Can you reproduce the data below with every "even-odd" changed to "nonzero winding" and everything else left as it is?

• [Data shown]:
+++++

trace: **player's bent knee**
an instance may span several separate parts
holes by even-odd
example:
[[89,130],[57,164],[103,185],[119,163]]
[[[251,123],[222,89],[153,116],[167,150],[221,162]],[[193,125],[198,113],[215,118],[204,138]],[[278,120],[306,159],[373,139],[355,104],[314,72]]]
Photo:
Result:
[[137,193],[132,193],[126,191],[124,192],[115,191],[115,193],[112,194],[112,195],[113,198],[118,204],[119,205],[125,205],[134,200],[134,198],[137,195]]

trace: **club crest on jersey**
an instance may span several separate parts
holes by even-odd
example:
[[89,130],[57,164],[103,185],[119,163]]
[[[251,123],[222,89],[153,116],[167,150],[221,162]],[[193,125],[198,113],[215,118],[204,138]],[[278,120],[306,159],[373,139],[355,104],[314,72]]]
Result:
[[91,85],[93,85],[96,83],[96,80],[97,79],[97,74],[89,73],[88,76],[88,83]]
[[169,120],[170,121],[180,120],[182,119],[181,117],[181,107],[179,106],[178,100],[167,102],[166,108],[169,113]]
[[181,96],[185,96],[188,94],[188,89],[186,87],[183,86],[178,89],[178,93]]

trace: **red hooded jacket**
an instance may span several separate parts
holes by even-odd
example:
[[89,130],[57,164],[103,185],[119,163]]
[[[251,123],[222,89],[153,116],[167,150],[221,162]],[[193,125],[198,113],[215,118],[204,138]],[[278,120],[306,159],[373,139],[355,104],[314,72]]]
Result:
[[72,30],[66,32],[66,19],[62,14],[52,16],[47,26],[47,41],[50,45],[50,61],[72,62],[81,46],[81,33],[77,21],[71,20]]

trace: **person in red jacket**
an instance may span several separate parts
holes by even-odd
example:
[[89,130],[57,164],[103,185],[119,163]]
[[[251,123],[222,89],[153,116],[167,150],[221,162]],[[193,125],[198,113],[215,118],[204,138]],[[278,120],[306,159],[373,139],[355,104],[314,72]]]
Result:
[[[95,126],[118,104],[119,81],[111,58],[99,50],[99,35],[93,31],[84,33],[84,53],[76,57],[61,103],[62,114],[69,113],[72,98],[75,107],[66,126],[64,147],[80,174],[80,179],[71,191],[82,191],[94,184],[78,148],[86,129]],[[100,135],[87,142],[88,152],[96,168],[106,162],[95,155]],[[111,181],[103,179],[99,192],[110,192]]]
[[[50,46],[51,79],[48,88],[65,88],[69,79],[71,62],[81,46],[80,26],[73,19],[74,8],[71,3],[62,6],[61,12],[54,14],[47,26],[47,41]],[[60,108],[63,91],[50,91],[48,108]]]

+++++

• [Result for this task]:
trace: **player's bent knee**
an instance may span several separate parts
holes by nonzero winding
example:
[[89,130],[57,164],[103,185],[119,163]]
[[[251,123],[222,89],[153,116],[167,150],[221,162]],[[193,125],[198,113],[215,118],[204,138]],[[278,120],[306,159],[373,139],[355,104],[314,72]]]
Photo:
Result:
[[137,193],[132,193],[126,191],[124,192],[115,191],[115,193],[112,194],[112,195],[113,198],[118,204],[119,205],[125,205],[134,200],[134,198],[137,195]]

trace: **club crest on jersey**
an instance may span several separate parts
holes by nonzero winding
example:
[[89,130],[57,164],[103,185],[119,163]]
[[[251,123],[222,89],[153,116],[167,150],[221,162]],[[193,125],[198,113],[215,118],[204,138]],[[278,120],[306,159],[373,139],[355,104],[314,72]]]
Result:
[[91,85],[93,85],[96,83],[96,80],[97,79],[97,74],[89,73],[88,76],[88,83]]
[[169,120],[170,121],[180,120],[182,119],[181,117],[181,107],[179,106],[178,100],[167,102],[166,108],[169,113]]
[[181,96],[185,96],[188,94],[188,89],[186,87],[183,86],[178,89],[178,93]]

trace: **red hooded jacket**
an instance may span several separate parts
holes by nonzero winding
example:
[[89,130],[57,164],[103,185],[119,163]]
[[[251,123],[222,89],[153,116],[167,150],[221,162]],[[193,125],[198,113],[215,118],[204,138]],[[278,120],[306,159],[373,139],[355,104],[314,72]]]
Result:
[[72,30],[66,32],[66,19],[62,14],[52,16],[47,26],[47,41],[50,45],[50,61],[72,62],[81,46],[81,33],[77,21],[71,20]]

trace: **person in red jacket**
an instance may span several separate parts
holes by nonzero winding
example:
[[89,130],[57,164],[103,185],[119,163]]
[[[251,123],[222,89],[153,116],[167,150],[221,162]],[[193,125],[198,113],[215,118],[204,138]],[[278,120],[306,159],[373,139],[355,104],[314,72]]]
Result:
[[[95,126],[118,104],[119,81],[111,58],[99,50],[99,35],[93,31],[84,33],[84,53],[76,57],[61,103],[62,114],[69,113],[72,98],[75,107],[66,126],[64,147],[80,174],[80,179],[71,191],[82,191],[94,184],[78,148],[86,129]],[[100,135],[87,142],[88,152],[96,168],[106,162],[95,155]],[[111,181],[103,179],[99,192],[110,192]]]
[[[50,46],[51,79],[48,88],[65,88],[69,79],[71,62],[81,46],[80,26],[73,19],[74,8],[71,3],[62,6],[61,12],[54,14],[47,26],[47,41]],[[60,108],[63,91],[50,91],[48,108]]]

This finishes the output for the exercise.